__ЗАДАНИЕ__
Перескажи текст о графе Т. Кантакузино в двух предложениях.

На фоне таких письменных обращений графа к главе внешнеполитического ведомства России совершенно необоснованным выглядит сообщение Н. Йорги о том, что в 1717 г. Т. Кантакузино по поручению царя отправился в Трансильванию, где его ожидала супруга, изгнанная из Валахии князем К. Брынковяну[216].

Если вопрос о безопасном переезде Марии Кантакузино из Трансильвании в Россию решался относительно благополучно, то проблема выделения обещанной недвижимости разрешалась с большими трудностями. Более того, ситуация усугублялась тем, что, еще не получив обещанных «маетностей» в России, он лишился своих родовых имений в Валахии.

Назначенный взамен свергнутого князя Стефана Кантакузино новый валашский господарь Николай Маврокордат конфисковал в казну «всю недвижимость клана Кантакузиных, после чего роздал их владения своим ближним боярам Иордаке Крецулескулу, бану Манолакию и другим»[217].

Потеряв свои владения в Валахии и не получив ничего из обещанного в России, Т. Кантакузино вынужден был обращаться с многочисленными челобитными на имя царя, Правительствующего сената, писать просительные письма в адрес своих высоких покровителей и друзей, с тем чтобы получить причитающееся ему движимое и недвижимое имущество.

Повторными письмами с этой просьбой он обращался к канцлеру Г. И. Головкину: «Всепокорно прошу вашего графского сиятельства, дабы из богатого милосердия своего видя необходимую мою нужду, сиятельство ваше исходатайствовал у Царского Величества прежде обешанное мне, чтоб я чрез ходатайство вашего сиятельства здесь имел себе прибежише, за что долженствовать буду до конца жизни моея со всем домом Бога просить за долголетнее здравие вашего сиятельства…»[218]

Более года длились мытарства графа и его регулярная переписка с сановниками, Сенатом и украинским гетманом о получении обещанных владений. Поздней весной 1717 г. Мария Кантакузино прибыла в Россию и, за неимением собственного дома, поселилась в Москве у Кантемиров. Вопрос же об исполнении царского указа всё еще не был решен.

Единственным объяснением затянувшейся на несколько лет проблемы может служить лишь отсутствие в то время в стране Петра I, который с марта 1716 по ноябрь 1717 г. посещал европейские страны во главе великого посольства.

__ПОКАЗАННЫЕ ДАННЫЕ__
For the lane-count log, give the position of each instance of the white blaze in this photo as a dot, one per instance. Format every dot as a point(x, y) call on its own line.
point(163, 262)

__ОБРАЗЕЦ ОТВЕТА__
Новый валашский господарь Николай Маврокордат конфисковал родовые имения Кантакузиных и раздал их своим боярам, а обещанной недвижимости в России Т. Кантакузино так и не получил, поэтому больше года писал челобитные царю и Сенату и просил помощи у сановников, в том числе у канцлера Г. И. Головкина. Поздней весной 1717 г. Мария Кантакузино прибыла в Россию и поселилась в Москве у Кантемиров, но царский указ всё еще не был исполнен, и единственным объяснением этому может служить отсутствие Петра I, который с марта 1716 по ноябрь 1717 г. посещал европейские страны.